━━ SELECTED EXCERPT ━━
In the embodiment as shown by FIG. 1, a twisting machine 10 is one of a plurality of similar machines which are arranged in banks of machines and forms part of an apparatus as described in a copending patent application Ser. No. 565,634 entitled "Forming Cable Core Units" and filed concurrently herewith in the names of J. Bouffard, A. Dumoulin and M. Seguin. As described in that application, apparatus is provided for making a stranded core unit of twisted pairs of conductors in which twisting machines twist individually insulated conductors together into their pairs. These twisted pairs are fed to a stranding machine to provide a stranded core or core unit for a cable. In the apparatus described in the aforementioned application, main inventive features concern the inclusion of a tension equalizing means and a tension reducing means for both reducing the tension in the twisted pairs of conductors and for minimizing the differences between the tensions in the pairs before these pairs are passed to the stranding machine. By the reduction of tension and the minimizing of the tension differences, the apparatus enables the stranding and twisting operations to be performed in tandem. As will be described in this embodiment each of the twisting machines, as exemplified by the twisting machine 10, provides a tensioning device which prevents the sudden application and removal of substantial tensile loads upon the twisted pairs.
As shown by FIG. 1, the twisting machine 10 comprises a rigid sub-frame 12 having upper and lower horizontal frame members 14 and 16, which are secured to a main vertical member 18. This sub-frame is detachably secured to a rigid main frame 20 by four bolts 22, two of which secure the frame member 14 to a box beam 24 and the other two secure the frame member 16 to a box beam 26. The method of attachment of the sub-assembly of the twisting machine and its sub-frame to the main frame is described in greater detail in a copending patent application Ser. No. 565,760 entitled "Apparatus For Twisting Insulated Conductors", filed concurrently herewith in the names of J. Bouffard, A. Dumoulin and O. Axiuk.
━━━
━━ DATASET ROWS ━━
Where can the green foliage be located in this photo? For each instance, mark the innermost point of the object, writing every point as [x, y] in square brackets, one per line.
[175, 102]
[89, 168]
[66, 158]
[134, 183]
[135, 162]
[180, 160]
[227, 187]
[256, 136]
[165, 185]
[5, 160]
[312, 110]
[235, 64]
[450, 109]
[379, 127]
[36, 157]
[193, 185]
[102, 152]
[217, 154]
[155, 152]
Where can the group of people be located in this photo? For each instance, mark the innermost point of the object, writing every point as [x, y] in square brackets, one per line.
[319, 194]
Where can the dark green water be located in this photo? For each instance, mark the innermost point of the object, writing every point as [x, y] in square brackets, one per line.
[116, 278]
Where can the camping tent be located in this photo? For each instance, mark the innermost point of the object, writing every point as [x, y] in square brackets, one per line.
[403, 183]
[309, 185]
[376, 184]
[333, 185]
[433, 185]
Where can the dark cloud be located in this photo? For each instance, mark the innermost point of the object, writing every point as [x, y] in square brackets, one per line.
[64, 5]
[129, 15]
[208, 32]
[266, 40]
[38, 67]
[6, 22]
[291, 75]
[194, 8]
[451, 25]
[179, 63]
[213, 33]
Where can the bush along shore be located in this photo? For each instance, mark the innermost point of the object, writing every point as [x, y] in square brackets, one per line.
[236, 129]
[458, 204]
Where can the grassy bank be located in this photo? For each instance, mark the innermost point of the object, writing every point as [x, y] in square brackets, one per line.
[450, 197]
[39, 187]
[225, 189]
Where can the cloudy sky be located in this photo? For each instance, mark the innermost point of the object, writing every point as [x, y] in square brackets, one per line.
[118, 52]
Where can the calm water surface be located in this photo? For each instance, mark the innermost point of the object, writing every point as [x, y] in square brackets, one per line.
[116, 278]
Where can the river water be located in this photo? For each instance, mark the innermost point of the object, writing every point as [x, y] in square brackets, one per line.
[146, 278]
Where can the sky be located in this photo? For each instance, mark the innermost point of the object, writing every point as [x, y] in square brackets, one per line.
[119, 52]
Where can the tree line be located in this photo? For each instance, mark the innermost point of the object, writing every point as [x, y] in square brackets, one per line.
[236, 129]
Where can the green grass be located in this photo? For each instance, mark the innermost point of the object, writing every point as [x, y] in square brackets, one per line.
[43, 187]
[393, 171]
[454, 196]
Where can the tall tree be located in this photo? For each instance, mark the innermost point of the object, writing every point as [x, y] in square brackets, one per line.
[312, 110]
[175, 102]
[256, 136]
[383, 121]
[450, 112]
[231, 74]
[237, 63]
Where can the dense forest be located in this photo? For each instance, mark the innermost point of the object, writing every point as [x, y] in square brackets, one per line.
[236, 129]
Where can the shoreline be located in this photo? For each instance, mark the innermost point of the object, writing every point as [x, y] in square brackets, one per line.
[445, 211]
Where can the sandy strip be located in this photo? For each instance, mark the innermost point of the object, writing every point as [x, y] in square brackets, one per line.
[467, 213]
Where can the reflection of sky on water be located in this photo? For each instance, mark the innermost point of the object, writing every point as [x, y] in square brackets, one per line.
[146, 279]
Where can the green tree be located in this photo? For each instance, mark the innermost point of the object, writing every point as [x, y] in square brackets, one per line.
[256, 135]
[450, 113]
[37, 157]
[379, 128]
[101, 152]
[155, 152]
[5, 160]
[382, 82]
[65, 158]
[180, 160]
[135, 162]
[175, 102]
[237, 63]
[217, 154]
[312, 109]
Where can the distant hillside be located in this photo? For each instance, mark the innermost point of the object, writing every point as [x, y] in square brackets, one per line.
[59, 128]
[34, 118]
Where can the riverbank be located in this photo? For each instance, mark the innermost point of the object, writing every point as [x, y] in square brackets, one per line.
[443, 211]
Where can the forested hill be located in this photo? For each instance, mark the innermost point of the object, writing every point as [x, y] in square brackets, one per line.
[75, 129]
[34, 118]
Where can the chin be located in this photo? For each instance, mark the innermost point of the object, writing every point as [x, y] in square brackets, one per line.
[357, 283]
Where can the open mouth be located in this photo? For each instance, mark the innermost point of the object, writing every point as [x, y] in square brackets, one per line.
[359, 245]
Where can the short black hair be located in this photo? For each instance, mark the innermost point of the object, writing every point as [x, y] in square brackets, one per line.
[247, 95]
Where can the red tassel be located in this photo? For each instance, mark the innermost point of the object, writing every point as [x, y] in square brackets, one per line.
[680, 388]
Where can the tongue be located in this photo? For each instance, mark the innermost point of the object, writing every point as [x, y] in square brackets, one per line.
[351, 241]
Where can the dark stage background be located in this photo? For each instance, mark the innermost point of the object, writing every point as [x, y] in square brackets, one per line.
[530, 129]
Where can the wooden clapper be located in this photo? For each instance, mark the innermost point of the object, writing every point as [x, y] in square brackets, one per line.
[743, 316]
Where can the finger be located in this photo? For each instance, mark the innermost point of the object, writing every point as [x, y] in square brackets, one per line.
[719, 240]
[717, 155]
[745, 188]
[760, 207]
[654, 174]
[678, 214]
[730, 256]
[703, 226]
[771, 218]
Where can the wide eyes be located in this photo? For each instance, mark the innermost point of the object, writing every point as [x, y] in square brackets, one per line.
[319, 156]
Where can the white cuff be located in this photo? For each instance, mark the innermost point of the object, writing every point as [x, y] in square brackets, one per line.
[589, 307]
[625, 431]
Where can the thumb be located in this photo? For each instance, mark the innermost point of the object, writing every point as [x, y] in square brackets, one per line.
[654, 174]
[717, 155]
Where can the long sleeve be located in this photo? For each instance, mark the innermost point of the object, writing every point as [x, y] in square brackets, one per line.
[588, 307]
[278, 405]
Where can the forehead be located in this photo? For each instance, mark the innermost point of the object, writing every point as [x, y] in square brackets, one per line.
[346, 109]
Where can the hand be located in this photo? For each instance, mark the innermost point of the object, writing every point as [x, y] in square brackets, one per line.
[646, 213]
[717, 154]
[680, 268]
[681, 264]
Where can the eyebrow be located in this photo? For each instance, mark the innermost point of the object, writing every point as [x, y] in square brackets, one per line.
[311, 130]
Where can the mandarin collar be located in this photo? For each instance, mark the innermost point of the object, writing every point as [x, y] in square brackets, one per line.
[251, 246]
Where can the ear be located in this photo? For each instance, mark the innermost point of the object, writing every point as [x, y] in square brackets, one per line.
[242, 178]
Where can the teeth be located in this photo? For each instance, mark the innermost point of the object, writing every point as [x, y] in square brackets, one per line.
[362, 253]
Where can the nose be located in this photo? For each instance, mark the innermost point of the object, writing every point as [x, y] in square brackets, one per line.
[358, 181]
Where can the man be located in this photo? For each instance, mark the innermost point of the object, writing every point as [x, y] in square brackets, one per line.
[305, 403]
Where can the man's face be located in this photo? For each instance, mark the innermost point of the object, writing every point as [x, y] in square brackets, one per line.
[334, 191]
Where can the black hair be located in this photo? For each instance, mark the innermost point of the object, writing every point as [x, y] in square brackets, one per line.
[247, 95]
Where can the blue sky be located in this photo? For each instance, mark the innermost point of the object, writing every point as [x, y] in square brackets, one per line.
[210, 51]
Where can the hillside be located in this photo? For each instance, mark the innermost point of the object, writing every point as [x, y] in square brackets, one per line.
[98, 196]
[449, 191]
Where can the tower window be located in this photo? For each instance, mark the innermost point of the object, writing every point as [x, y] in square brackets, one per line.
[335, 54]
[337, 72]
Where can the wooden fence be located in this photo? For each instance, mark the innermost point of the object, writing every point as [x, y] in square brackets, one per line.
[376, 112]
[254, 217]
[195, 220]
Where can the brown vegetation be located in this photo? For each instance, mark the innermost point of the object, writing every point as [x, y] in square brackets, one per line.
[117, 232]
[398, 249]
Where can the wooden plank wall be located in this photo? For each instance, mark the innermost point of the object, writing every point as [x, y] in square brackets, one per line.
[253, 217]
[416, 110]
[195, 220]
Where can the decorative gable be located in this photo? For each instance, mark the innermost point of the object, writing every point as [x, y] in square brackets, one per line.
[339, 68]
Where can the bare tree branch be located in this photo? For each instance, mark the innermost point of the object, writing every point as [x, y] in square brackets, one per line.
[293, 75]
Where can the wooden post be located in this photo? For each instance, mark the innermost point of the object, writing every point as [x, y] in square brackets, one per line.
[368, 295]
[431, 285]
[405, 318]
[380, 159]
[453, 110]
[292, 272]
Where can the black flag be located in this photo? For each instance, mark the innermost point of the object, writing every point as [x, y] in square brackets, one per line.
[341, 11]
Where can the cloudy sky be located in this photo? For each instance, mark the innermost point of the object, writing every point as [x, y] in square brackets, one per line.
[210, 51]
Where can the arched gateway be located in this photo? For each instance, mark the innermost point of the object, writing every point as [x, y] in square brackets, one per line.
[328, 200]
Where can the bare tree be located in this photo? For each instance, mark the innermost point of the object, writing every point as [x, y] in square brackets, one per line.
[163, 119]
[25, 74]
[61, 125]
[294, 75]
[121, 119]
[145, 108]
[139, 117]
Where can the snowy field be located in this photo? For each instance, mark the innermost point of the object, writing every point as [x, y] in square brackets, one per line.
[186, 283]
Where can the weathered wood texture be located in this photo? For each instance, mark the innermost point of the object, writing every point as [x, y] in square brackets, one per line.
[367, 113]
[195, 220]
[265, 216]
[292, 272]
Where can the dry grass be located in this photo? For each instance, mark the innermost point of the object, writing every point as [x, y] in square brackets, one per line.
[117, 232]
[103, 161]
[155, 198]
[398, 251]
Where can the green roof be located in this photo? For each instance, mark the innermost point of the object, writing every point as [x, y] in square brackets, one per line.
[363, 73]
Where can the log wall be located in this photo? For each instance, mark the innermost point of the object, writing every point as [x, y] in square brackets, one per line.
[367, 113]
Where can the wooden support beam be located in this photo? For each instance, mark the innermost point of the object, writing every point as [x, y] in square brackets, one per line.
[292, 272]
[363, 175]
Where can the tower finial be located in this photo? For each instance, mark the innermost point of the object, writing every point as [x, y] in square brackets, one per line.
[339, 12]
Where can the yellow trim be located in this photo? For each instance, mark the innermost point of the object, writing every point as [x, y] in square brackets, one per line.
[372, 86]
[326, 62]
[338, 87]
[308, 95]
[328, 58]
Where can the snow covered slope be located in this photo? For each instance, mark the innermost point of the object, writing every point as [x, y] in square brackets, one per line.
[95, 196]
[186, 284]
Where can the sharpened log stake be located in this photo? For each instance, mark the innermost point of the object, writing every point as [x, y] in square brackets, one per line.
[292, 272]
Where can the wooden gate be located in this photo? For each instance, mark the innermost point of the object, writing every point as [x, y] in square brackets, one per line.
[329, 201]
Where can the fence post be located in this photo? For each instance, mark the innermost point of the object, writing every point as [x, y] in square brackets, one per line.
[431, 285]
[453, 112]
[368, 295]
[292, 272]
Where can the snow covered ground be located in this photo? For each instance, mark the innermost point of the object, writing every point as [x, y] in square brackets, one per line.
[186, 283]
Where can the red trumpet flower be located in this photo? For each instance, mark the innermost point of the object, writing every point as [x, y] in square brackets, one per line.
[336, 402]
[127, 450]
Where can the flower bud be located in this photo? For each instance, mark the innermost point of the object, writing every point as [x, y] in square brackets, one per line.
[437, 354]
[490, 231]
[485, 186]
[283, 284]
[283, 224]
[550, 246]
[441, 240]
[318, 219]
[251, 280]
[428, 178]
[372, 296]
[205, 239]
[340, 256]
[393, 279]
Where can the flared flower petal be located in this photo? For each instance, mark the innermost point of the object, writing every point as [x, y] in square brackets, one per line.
━━━
[WORK INSTRUCTIONS]:
1. Write out the stretch of the twisting machine passage from "As shown by FIG. 1, the" through "and O. Axiuk.".
2. Extend the twisting machine passage from the point where it stops.

[ANSWERS GIVEN]:
1.
As shown by FIG. 1, the twisting machine 10 comprises a rigid sub-frame 12 having upper and lower horizontal frame members 14 and 16, which are secured to a main vertical member 18. This sub-frame is detachably secured to a rigid main frame 20 by four bolts 22, two of which secure the frame member 14 to a box beam 24 and the other two secure the frame member 16 to a box beam 26. The method of attachment of the sub-assembly of the twisting machine and its sub-frame to the main frame is described in greater detail in a copending patent application Ser. No. 565,760 entitled "Apparatus For Twisting Insulated Conductors", filed concurrently herewith in the names of J. Bouffard, A. Dumoulin and O. Axiuk.

2.
The twisting machine 10 also comprises a twisting assembly 28. Each twisting assembly comprises a reel cradle 30 for rotatably holding two reels 32 of insulated telecommunications conductor and a tensioning device 34 (shown in greater detail in the other figures), which is operable to control the rotational speeds of the reels dependent upon tension in the conductors as they are drawn from the reels, around two guide rolls 35 and around dancing rolls or tensioning pulleys 36, one of which forms part of the tensioning device for each reel. The conductors 37 pass from their reels, around the two tensioning pulleys, downwardly through a central aperture 38 in the cradle and then around either of the lower pulleys 40 to pass upwardly along one of two diametrically opposed flyers 42 and 44. The conductors continue around an upper guide pulley 46 to pass upwardly and outwardly from the machine through a central aperture 48 before progressing around a final guide pulley 50 and away from the machine. The construction of the twisting assembly including the two flyers is described in greater detail in copending U.S. patent application Ser. No. 565,635, entitled "Twisting Machine", filed concurrently herewith in the names of J. Bouffard, A. Dumoulin and O. Axiuk. This particular application deals with the use of a twisting machine having two diametrically opposed flyers and associated guide pulleys for the purpose of twisting conductors insulated with different materials, and also for providing rotational balance and stability to the twist1ng assembly. The two flyers and their guide pulleys 40 and 46 are mounted as a rotatable assembly in bearings in the frame members 14 and 16. Each twisting machine is also provided with its own individual electric drive motor 52 secured above the frame member.
As shown in greater detail in FIGS. 2 and 3, at each side of the cradle there is a horizontal reel spindle 64 provided for supporting a reel 32. The tensioning device also comprises a brake drum 66 which is secured concentrically to a flange 68 of the spindle (FIG. 3) by screws 70 (FIG. 2). The brake drum carries a friction engaging means such as is described in copending patent application Ser. No. 565,743, entitled "Cradle For A Twisting Machine" and filed concurrently herewith in the names of J. Bouffard, A. Dumoulin and E. K. Lederhose. This friction engaging means is for frictional engagement with a reel 32 when mounted upon the spindle so as to retain the reel in driving engagement with the drum and the spindle. The friction engaging means comprises an annular friction pad 72 which is mounted upon the brake so as to face along the spindle. Springs between the pad and the drum urge the pad axially along the spindle and cause the pad to frictionally engage the reel 32 for driving it with drum rotation as described in the application entitled "Cradle For A Twisting Machine".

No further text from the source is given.